# Synchronisation iPad air impossible



## novice95 (24 Février 2015)

Bonjour à tous, 

Depuis quelques temps déjà, lorsque je connecte mon iPad à mon MBP, celui-ci n'apparait pas dans iTunes. D'ailleurs iTunes le "reconnait" comme un iPhone et m'affiche le message d'erreur suivant: "iTunes n'a pas pu se connecter à cet iPhone. Cet appareil n'est plus connecté". 
L'icone de la batterie sur l'iPad se met alors à clignoter et iPhoto s'ouvre et se ferme de manière intempestive. La synchronisation s'opère donc de manière aléatoire. 

J'avais déjà ce souci avec la version précédente d'iOS. Je suis maintenant à la 8.3.1.

Je sais que les ports USB de mon Mac ne sont pas en cause car mes autres périphériques fonctionnent très bien. Ce n'est pas non plus mon câble car la recharge sur secteur ne pose aucun problème.

Y a-t-il une solution qui ne m'oblige pas à la réinitialiser ?

Merci d'avance pour vos réponses.


----------



## Lauange (10 Mars 2015)

Salut, est ce que tu as essayé de réparer les permissions du disque ?


----------



## novice95 (11 Mars 2015)

Oui, plusieurs fois même mais rien ne change.


----------



## Bruno de Malaisie (16 Mars 2015)

Ton iPad est sous iOS 8.3.1. 
Cela explique certainement cela. C'est une bêta


----------



## Bigdidou (16 Mars 2015)

Bruno de Malaisie a dit:


> Ton iPad est sous iOS 8.3.1.
> Cela explique certainement cela. C'est une bêta



Ce qui est bizarre c'est qu'il me semble qu'il y a une 8.1.3, une 8.3 bêta mais pas de 8.3.1. Je me demande si les doigts n'ont pas fourché et transformé un 8.1.3 en 8.3.1.
Bref...
J'essaierais un autre câble quand même. J'ai eu un ou deux câbles qui rechargeaient parfaitement mais étaient incapables de transférer correctement des datas (vérifie bien les connecteurs, il n'y en a pas un qui a un aspect un peu différent, plus sombre, par exemple ?).
Sinon, à part restaurer l'iPad, je ne vois pas. Ça m'étonnerait qu'on puisse faire l'économie de cette étape.
Si elle ne fonctionne pas, et que le changement de câble ne donne rien non plus, je me demande si l'étape suivante ne sera pas une visite à l'Apple Store (ou à un SAV).


----------



## novice95 (14 Avril 2015)

Oui mon iPad est en 8.3. J'ai fait la mise à jour hier et je pensais que cela réglerait le problème mais ce n'est pas le cas.

> _CONSIGNES_
a – Dans la discussion sur la synchronisation de l'iPad, recopiez à l'identique le passage qui va de "J'essaierais un autre" jusqu'à "par exemple ?)." inclus.
b – Répondez à ces questions sur la discussion sur la synchronisation de l'iPad :
(i) Pour quel appareil iTunes prend-il l'iPad ?
(ii) Qu'est-ce que Lauange suggère de réparer ?
(iii) Selon Bigdidou, où pourrait mener l'étape suivante si la restauration et le changement de câble ne donnent rien ?

> _ENREGISTREMENTS_
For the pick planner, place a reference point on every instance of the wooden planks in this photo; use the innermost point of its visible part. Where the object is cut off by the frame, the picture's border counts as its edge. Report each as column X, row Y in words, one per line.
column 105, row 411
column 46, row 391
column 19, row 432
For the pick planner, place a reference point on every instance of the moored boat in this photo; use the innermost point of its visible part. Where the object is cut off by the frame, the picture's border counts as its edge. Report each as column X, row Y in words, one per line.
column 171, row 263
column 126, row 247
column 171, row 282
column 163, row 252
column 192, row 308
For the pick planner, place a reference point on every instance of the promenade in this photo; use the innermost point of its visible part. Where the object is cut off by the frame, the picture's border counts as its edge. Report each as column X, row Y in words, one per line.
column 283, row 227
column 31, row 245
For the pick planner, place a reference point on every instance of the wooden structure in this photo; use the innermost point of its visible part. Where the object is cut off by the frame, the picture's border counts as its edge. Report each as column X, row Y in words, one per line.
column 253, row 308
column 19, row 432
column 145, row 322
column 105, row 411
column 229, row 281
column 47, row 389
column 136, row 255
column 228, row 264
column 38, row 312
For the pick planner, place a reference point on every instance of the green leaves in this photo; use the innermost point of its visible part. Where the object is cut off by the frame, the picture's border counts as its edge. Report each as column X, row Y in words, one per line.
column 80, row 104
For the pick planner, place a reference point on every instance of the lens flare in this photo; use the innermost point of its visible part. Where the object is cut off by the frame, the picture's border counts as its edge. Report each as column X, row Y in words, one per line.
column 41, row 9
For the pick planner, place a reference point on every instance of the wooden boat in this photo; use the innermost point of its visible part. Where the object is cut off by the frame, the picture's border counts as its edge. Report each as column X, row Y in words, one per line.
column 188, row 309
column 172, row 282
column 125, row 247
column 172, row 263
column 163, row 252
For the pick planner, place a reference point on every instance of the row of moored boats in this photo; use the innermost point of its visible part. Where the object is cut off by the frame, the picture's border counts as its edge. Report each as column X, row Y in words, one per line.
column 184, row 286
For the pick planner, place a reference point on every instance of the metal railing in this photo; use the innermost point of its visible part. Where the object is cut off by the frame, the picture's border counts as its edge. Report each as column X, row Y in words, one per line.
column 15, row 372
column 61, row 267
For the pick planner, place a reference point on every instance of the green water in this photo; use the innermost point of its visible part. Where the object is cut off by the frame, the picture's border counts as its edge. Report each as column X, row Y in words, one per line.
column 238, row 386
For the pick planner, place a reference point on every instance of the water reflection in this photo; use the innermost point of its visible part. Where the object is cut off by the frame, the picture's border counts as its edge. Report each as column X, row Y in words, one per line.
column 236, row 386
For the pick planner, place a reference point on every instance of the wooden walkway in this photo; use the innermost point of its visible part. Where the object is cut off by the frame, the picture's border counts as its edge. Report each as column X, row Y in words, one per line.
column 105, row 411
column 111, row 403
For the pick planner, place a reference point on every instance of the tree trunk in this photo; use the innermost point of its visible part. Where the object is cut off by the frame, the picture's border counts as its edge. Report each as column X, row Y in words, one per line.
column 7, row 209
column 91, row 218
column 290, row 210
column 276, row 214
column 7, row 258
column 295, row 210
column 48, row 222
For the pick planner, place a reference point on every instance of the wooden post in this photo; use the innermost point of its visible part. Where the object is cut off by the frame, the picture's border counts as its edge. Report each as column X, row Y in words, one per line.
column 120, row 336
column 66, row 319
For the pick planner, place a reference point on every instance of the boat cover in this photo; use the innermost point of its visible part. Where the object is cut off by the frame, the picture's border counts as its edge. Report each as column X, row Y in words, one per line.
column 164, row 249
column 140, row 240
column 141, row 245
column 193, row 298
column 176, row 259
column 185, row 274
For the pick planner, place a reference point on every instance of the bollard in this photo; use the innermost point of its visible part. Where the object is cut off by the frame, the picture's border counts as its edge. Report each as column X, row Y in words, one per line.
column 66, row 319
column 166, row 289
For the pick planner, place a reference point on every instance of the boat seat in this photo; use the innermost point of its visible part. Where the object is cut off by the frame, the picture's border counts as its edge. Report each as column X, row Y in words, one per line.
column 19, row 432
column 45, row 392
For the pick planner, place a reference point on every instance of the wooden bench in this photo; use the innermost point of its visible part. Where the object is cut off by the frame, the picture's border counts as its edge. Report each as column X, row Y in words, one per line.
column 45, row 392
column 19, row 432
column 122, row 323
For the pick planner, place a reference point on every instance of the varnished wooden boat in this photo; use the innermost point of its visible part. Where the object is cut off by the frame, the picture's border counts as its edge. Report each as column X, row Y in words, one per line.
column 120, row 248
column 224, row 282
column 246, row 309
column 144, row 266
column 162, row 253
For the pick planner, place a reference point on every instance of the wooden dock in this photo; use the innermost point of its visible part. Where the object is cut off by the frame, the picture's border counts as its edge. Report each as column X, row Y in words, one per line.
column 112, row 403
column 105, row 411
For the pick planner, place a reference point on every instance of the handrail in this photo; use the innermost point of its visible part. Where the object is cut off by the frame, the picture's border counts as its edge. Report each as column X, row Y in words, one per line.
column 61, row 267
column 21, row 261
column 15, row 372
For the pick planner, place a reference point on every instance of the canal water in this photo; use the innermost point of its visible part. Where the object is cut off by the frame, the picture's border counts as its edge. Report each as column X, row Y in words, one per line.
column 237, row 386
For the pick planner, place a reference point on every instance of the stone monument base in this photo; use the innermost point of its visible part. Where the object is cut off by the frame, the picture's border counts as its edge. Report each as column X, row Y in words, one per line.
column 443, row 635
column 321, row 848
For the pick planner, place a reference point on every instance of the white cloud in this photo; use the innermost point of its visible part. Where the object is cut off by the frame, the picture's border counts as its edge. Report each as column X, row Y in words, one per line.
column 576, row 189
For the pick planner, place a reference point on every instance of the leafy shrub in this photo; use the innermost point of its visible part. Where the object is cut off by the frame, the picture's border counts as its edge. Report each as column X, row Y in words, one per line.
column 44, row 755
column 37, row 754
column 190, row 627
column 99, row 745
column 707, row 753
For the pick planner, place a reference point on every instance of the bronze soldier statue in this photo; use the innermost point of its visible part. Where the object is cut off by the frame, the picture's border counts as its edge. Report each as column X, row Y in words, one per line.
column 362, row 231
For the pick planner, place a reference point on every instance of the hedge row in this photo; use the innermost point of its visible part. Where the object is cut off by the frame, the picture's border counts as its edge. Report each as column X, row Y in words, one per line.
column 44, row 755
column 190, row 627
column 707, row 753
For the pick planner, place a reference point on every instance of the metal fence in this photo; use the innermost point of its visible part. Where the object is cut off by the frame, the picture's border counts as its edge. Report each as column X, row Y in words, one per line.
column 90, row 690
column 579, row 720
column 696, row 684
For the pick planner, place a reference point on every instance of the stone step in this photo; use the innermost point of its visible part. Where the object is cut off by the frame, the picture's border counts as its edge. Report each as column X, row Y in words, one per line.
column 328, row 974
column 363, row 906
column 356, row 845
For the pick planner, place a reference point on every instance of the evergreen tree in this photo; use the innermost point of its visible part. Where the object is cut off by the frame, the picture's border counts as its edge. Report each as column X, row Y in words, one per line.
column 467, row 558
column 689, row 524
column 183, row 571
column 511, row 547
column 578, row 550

> _CORRIGÉ_
a –
J'essaierais un autre câble quand même. J'ai eu un ou deux câbles qui rechargeaient parfaitement mais étaient incapables de transférer correctement des datas (vérifie bien les connecteurs, il n'y en a pas un qui a un aspect un peu différent, plus sombre, par exemple ?).

b –
(i) Pour un iPhone.
(ii) Les permissions du disque.
(iii) À une visite à l'Apple Store (ou à un SAV).